Wednesday, 27 April 2011

Eleven Minutes


Judul : Eleven Minutes
Penulis : Paulo Coelho
Penerbit : Gramedia Pustaka Utama
Resensi :
Cinta hanya menimbulkan penderitaan…

Demikianlah anggapan Maria, gadis Brazil yang sejak remaja begitu yakin tak akan pernah menemukan cinta sejati dalam hidupnya. Seseorang yang ditemuinya secara kebetulan di Rio de Janeiro berjanji akan menjadikannya aktris terkenal di Swiss, namun janji itu ternyata kosong belaka. Kenyataannya, dia mesti menjual diri untuk bertahan hidup, dan dengan sepenuh kesadaran dia memilih untuk menjalani profesi sebagai pelacur. Pekerjaan ini semakin menjauhkannya dari cinta sejati.

Namun ketika seorang pelukis muda memasuki hidupnya, tameng-tameng emosional Maria pun diuji. Dia mesti memilih antara terus menjalani kehidupan gelap itu, atau mempertaruhkan segalanya demi menemukan “cahaya di dalam dirinya.” Mampukah dia beralih dari sekadar penyatuan fisik ke penyatuan dua pikiran atau bahkan dua jiwa---ke suatu tempat di mana seks merupakan sesuatu yang sakral?

Dalam novel yang sungguh berbeda ini, Paulo Coelho menantang segala prasangka kita, membuka pikiran kita, dan membuat kita benar-benar terperangah.

▶ **PETUNJUK**
- a) Menurut resensi novel Eleven Minutes, di kota mana Maria secara kebetulan bertemu orang yang berjanji menjadikannya aktris terkenal?
- b) Tulis lanjutan resensi novel Eleven Minutes, dimulai sesudah kalimat terakhirnya.
Baris-baris di bawah ini adalah bahan tersendiri, terpisah dari resensi novel Eleven Minutes.

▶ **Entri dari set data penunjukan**
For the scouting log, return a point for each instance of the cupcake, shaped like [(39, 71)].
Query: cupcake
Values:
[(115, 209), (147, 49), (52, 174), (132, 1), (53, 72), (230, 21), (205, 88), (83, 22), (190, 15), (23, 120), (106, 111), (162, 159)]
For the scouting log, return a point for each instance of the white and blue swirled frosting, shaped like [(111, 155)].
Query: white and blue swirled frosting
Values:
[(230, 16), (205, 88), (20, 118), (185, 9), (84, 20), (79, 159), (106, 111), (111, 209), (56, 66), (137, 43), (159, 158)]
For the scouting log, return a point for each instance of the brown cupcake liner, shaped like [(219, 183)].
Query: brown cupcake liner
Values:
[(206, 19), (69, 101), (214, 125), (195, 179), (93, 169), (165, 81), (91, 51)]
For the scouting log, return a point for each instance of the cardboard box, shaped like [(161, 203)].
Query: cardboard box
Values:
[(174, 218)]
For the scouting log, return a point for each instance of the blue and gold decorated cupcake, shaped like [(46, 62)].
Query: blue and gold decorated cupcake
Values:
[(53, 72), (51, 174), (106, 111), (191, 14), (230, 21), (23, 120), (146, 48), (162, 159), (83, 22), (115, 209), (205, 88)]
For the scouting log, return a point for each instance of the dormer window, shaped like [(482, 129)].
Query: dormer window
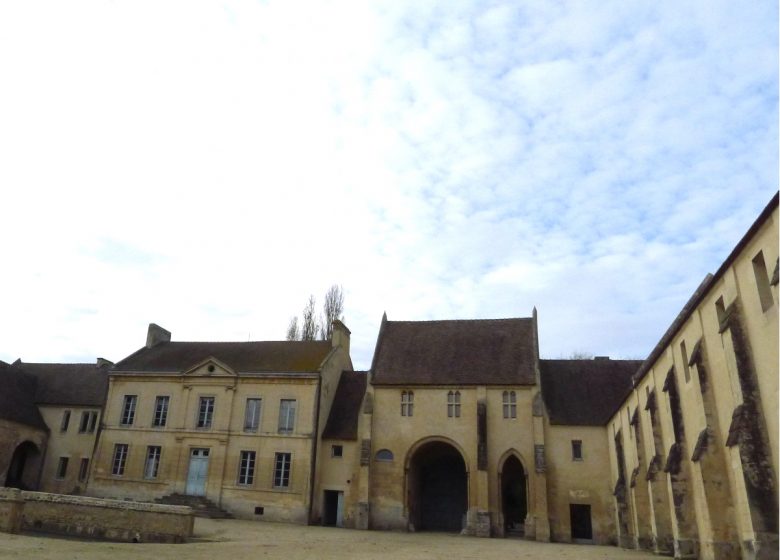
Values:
[(407, 403)]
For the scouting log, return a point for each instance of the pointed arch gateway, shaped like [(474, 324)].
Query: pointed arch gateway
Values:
[(436, 486), (514, 494)]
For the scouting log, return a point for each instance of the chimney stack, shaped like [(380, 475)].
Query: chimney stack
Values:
[(156, 334), (340, 336)]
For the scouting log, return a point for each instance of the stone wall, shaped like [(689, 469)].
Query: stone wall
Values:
[(97, 518)]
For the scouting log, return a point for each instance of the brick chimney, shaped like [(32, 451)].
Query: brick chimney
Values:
[(340, 336), (156, 334)]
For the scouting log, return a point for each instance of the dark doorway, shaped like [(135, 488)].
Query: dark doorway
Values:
[(514, 499), (438, 488), (22, 471), (581, 529), (333, 508)]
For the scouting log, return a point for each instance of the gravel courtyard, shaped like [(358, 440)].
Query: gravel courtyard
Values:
[(236, 540)]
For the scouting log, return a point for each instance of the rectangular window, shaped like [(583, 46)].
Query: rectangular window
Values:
[(62, 467), (576, 450), (120, 458), (282, 470), (252, 415), (83, 469), (509, 404), (686, 369), (762, 281), (65, 421), (287, 416), (246, 468), (407, 403), (205, 412), (128, 410), (161, 411), (453, 404), (152, 464), (88, 422)]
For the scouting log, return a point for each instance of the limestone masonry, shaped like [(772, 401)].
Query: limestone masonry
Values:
[(458, 426)]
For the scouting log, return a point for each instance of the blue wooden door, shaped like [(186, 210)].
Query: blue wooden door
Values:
[(199, 468)]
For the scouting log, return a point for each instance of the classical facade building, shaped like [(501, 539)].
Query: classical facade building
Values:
[(238, 423), (457, 426)]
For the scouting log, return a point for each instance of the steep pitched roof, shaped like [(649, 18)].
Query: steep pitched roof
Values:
[(17, 398), (344, 413), (585, 392), (474, 352), (67, 384), (246, 357)]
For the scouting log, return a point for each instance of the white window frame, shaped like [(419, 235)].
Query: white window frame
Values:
[(162, 404), (152, 462), (282, 469), (247, 461), (205, 417), (119, 459), (407, 403), (252, 414), (128, 410), (453, 404), (287, 412)]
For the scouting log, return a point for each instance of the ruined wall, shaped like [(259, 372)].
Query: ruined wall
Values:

▶ **JAWABAN**
- a) Di Rio de Janeiro.

- b)
Menurut Paulo Coelho sendiri, bukunya yang ini sangat berbeda dari buku-buku lainnya. Gue nggak yakin itu bener apa nggak. Tapi seperti yang selalu gue suka dari Paulo Coelho, dia selalu bisa menulis sesuatu yang gamblang dan gue bisa ngerti apa yang mau dia sampaikan. 

Mungkin penjelasan tentang ambisi dan pergulatan batin seorang Maria sungguh aneh. Tapi gue tau masalah seperti itu mungkin terjadi. Maria yang adalah seorang pelacur menginginkan lebih dari sebuah cinta sederhana karena dia sudah dikecewakan beberapa kali oleh pria. Ia selalu merasa kosong dan berbeda dari teman-temannya. Mungkin itu karena dia termasuk tipe yang banyak merenung dan berpikir. Seandainya dia lebih flow dalam hidupnya, dia nggak akan mungkin jadi pelacur.

Yah, itu masalah lain. Maria pergi ke Swiss dengan harapan akan uang yang berlebih. Tapi seperti semua impian yang mudah didapat, mimpi itu mudah juga hilang. Dia terlunta-lunta di negeri asing. Demi uang, dia rela jadi pelacur. Tapi gue suka bagian ini. Waktu Maria berpikir kalau menjadi pelacur adalah sebuah pilihan. Beberapa gadis bilang kalau mereka tidak punya pilihan untuk mencari uang dan menjadi pelacur adalah salah satu cara untuk hidup. Hanya saja itu salah. Mereka selalu punya pilihan. Mereka bisa saja kelaparan dan hidup miskin tapi tetap hidup terhormat.

Begitu juga Maria. Dia menjadi pelacur karena tidak ingin mengecewakan orang tuanya. Dia tidak mau pulang dengan tangan kosong. Akhirnya Maria menjadi kaya dan menjadi salah satu pelacur istimewa.

Tapi hidupnya kosong. Ia bahkan tidak pernah orgasme. Tapi Maria tidak peduli. Ia sudah punya target hidup. Ia hanya akan menjadi pelacur selama setaun dan setelah itu ia akan pulang ke Brasil dengan membawa banyak uang.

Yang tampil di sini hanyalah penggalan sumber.